▶ _Your assignment_:
Copy the records below exactly, leaving out any pictures.

[Segmentation mask data]
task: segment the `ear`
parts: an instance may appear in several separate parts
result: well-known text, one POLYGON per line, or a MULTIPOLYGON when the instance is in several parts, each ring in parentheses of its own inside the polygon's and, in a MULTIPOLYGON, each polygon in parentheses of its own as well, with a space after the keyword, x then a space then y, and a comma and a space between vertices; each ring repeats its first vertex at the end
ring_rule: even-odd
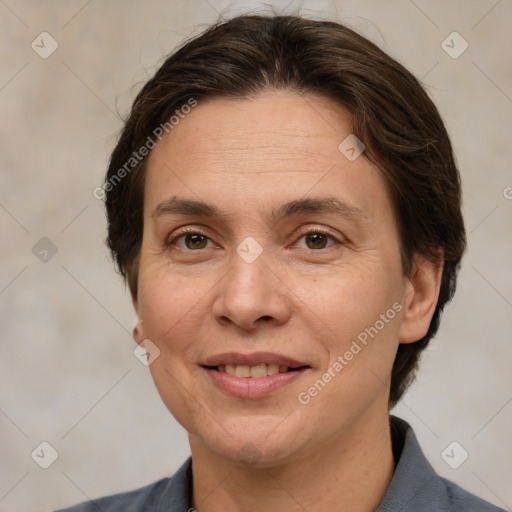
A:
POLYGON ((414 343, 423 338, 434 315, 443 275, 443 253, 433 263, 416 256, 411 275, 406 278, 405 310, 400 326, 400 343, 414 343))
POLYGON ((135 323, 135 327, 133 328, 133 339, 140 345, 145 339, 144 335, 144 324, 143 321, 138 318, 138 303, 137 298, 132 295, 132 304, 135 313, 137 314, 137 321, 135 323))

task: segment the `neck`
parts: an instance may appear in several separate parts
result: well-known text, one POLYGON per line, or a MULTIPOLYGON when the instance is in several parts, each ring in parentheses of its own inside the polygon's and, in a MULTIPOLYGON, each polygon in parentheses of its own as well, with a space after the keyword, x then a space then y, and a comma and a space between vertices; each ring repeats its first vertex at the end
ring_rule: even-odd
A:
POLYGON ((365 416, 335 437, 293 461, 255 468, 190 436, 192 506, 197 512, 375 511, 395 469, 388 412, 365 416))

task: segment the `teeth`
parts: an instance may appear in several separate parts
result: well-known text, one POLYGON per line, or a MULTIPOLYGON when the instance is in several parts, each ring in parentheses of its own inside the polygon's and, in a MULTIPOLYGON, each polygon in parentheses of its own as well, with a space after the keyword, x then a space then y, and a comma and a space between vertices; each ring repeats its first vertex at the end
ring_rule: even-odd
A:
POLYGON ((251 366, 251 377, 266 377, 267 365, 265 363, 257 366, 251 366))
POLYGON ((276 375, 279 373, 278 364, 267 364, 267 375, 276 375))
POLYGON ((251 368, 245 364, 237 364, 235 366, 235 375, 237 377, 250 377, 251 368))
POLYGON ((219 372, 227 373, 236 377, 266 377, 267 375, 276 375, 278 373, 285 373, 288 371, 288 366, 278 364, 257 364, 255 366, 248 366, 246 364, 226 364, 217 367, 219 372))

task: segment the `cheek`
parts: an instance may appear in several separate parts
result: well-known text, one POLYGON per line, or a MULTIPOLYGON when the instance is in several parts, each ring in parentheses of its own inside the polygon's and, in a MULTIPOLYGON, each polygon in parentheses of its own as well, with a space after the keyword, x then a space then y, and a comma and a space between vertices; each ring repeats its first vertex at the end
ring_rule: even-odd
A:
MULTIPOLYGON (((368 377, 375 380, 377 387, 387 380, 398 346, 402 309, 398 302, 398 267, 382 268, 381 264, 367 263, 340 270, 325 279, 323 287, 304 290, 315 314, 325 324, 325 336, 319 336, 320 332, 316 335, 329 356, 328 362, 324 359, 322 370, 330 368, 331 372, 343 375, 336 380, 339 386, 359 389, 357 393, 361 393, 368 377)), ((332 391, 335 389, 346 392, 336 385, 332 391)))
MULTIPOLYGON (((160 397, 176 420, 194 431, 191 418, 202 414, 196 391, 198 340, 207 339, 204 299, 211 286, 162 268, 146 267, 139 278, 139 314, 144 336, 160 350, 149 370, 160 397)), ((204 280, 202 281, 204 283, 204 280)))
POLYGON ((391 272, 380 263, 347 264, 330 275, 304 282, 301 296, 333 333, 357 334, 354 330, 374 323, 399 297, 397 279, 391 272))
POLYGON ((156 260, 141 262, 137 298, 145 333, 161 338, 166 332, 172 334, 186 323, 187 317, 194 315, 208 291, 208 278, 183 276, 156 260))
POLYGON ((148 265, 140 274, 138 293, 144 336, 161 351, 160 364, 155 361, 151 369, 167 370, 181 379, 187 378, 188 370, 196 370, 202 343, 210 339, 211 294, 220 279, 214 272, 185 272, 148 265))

▶ _Your solution_:
task: segment the `ear`
parts: an instance may appear in several separate parts
result: well-known text, one POLYGON per line, or a MULTIPOLYGON when the instance is in several parts, each ring in parentheses of its own inside the polygon's and, in a MULTIPOLYGON, each polygon in parentheses of its own as well, with a space after the keyword, x then a space then y, and a comma and a space between vertices; each ring repeats its first vertex at the end
ring_rule: even-odd
A:
POLYGON ((414 343, 423 338, 434 315, 443 275, 443 253, 433 263, 416 256, 411 275, 406 278, 405 310, 400 326, 400 343, 414 343))
POLYGON ((135 323, 135 327, 133 328, 133 339, 140 345, 145 339, 144 335, 144 324, 143 321, 138 318, 138 303, 137 298, 132 295, 132 304, 135 313, 137 314, 137 321, 135 323))

task: segment the `neck`
parts: an instance may appear in several separate parts
result: well-known text, one POLYGON per line, or a MULTIPOLYGON when the instance is in several parts, each ring in parentheses of its own inside the polygon's and, in a MULTIPOLYGON, each polygon in parentheses of its own as well, with a space after the keyword, x then a space then y, and a comma and a space between vertices; each ring repeats its first vertex at the end
ring_rule: even-odd
A:
POLYGON ((365 416, 335 437, 293 461, 255 468, 190 436, 192 506, 197 512, 375 511, 395 469, 388 412, 365 416))

task: segment the `teeth`
parts: an instance may appear in several separate parts
result: well-known text, one POLYGON per line, or a MULTIPOLYGON when the instance is in several parts, each ring in parentheses of its own inside the polygon's and, in a MULTIPOLYGON, each polygon in parentheses of its own as well, with a space after the keyword, x then a space then y, and a comma and a space between vertices; each ring repeats its first vertex at the end
ring_rule: even-odd
A:
POLYGON ((251 366, 251 377, 266 377, 267 365, 265 363, 257 366, 251 366))
POLYGON ((276 375, 279 373, 278 364, 267 364, 267 375, 276 375))
POLYGON ((251 368, 245 364, 237 364, 235 366, 235 375, 237 377, 250 377, 251 368))
POLYGON ((219 372, 227 373, 236 377, 266 377, 267 375, 276 375, 278 373, 285 373, 288 371, 288 366, 278 364, 257 364, 255 366, 248 366, 246 364, 226 364, 217 367, 219 372))

task: segment the `cheek`
parts: an instance may appear in several separate parts
result: well-known text, one POLYGON per line, or a MULTIPOLYGON when the instance is in several parts, each ring in parentheses of its own inside the polygon's and, in a MULTIPOLYGON, each polygon in parentheses of its own as well, with a space after the keyword, x then a space then y, and a comma and a space between vertices; each ring repeats its first vertex at the end
ring_rule: even-odd
A:
MULTIPOLYGON (((368 377, 375 380, 377 387, 387 380, 398 346, 402 309, 398 302, 398 267, 382 268, 381 264, 367 263, 340 270, 325 279, 323 287, 304 290, 315 314, 325 324, 325 336, 319 336, 320 332, 316 335, 329 356, 328 362, 324 359, 322 370, 330 368, 331 372, 343 375, 336 380, 339 386, 359 389, 357 393, 361 393, 368 377)), ((332 391, 335 389, 346 392, 336 385, 332 391)))
MULTIPOLYGON (((160 397, 176 420, 194 431, 191 418, 202 414, 196 391, 198 340, 207 339, 204 299, 211 286, 162 268, 146 267, 139 278, 139 314, 144 336, 160 350, 149 370, 160 397)), ((204 280, 202 281, 204 283, 204 280)))
POLYGON ((391 272, 380 263, 347 264, 330 275, 304 282, 301 296, 333 333, 357 334, 354 330, 374 323, 399 297, 397 279, 391 272))
POLYGON ((156 260, 141 262, 137 298, 145 333, 161 338, 166 332, 172 334, 186 323, 187 317, 194 315, 208 291, 208 278, 183 276, 156 260))
POLYGON ((148 265, 140 274, 138 293, 144 336, 161 351, 160 364, 155 361, 151 369, 167 370, 181 379, 187 378, 188 370, 196 370, 202 343, 210 339, 211 294, 220 279, 214 272, 185 272, 148 265))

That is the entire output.